- _STATED GOAL_
Edit the rows from the line containing "Expected: one point per instance of the navy stripe" through the last of the rows, replacing "pitcher's mound" with "baseball mound" and changing nothing else. Return only those lines.

##### THE RECORDS

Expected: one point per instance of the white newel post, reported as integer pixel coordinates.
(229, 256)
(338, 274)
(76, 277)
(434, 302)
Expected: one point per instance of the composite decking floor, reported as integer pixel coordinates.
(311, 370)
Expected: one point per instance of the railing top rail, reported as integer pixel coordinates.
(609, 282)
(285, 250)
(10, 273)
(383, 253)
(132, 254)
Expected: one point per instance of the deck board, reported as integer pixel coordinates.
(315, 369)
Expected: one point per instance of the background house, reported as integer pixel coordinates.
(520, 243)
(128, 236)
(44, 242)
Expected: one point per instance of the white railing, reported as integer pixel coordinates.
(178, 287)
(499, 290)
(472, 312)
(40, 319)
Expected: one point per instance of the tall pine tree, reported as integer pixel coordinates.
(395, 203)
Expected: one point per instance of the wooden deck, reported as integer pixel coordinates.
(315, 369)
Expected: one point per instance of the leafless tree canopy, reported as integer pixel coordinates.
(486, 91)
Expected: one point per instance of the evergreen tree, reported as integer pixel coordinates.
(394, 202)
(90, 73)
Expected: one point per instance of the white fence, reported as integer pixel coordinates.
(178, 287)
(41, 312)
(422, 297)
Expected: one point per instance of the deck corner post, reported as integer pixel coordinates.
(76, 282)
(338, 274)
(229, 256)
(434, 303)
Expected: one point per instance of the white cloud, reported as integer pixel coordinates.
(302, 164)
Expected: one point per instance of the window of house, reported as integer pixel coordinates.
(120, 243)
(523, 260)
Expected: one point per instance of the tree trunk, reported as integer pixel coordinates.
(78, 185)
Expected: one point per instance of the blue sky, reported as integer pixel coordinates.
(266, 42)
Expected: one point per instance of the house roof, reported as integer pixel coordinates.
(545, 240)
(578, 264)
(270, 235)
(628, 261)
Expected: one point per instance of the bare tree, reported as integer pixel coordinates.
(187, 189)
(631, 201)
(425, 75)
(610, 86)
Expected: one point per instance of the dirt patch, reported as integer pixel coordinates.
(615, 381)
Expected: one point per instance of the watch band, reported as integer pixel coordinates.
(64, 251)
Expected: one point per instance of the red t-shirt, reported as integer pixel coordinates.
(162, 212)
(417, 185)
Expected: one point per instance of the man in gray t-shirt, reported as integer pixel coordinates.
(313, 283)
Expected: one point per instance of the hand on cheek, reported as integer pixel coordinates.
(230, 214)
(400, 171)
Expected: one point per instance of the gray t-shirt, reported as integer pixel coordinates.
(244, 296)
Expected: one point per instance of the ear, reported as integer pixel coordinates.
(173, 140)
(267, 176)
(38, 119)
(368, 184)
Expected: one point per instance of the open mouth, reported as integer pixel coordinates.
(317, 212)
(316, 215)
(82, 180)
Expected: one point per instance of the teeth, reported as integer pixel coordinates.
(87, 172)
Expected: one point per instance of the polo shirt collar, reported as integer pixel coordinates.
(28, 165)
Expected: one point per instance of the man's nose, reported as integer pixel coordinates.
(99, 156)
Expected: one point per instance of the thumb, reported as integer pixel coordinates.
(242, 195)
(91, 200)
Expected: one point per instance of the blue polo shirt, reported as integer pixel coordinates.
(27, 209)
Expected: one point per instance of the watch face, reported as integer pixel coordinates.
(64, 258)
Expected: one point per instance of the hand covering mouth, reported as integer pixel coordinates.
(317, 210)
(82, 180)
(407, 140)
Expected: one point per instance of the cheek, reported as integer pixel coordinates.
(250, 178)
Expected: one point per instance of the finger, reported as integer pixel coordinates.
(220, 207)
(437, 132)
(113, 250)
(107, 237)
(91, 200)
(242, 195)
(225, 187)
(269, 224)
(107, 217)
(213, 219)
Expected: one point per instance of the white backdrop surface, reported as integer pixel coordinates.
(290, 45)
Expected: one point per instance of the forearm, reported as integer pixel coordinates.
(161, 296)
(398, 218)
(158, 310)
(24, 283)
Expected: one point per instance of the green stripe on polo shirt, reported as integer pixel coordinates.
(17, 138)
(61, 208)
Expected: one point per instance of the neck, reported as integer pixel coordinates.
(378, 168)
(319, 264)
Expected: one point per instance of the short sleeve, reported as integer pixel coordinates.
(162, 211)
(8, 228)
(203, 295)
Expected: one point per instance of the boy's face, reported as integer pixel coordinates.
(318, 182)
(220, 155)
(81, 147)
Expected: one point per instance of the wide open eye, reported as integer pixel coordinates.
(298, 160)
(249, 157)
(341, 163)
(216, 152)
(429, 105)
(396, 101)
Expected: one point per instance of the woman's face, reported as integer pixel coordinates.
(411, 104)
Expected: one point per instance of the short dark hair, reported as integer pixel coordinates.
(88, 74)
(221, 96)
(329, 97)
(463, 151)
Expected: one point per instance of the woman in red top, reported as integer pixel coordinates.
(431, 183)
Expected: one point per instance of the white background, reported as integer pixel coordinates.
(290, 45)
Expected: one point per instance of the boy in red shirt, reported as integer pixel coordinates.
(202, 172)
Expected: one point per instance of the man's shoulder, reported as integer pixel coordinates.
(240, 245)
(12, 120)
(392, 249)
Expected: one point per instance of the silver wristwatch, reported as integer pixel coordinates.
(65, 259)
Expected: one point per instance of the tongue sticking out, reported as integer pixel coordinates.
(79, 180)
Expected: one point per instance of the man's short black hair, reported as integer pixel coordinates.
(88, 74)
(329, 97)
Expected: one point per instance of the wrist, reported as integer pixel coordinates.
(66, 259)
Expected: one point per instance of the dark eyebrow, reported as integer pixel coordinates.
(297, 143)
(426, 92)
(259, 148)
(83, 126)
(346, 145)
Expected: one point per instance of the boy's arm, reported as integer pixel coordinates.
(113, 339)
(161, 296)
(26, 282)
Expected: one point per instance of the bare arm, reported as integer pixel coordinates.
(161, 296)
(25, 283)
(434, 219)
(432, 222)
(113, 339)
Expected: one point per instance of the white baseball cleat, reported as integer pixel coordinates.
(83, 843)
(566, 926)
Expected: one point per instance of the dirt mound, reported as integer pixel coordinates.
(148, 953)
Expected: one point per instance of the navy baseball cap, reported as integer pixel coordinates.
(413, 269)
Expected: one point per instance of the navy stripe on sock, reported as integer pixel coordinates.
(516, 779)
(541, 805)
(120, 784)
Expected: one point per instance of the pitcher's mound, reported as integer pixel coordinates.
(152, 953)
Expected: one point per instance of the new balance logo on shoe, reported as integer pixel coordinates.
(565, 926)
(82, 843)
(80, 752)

##########

- _SOLUTION TO THE PROBLEM_
Expected: one point per instance of the navy stripe on sock, reported as integer pixel coordinates.
(516, 779)
(541, 805)
(120, 784)
Expected: one point per instance of the baseball mound, reported as integer pixel coordinates.
(152, 953)
Expected: one point per instance of the new balance logo on shoe, reported as integer pixel coordinates.
(565, 926)
(82, 843)
(80, 752)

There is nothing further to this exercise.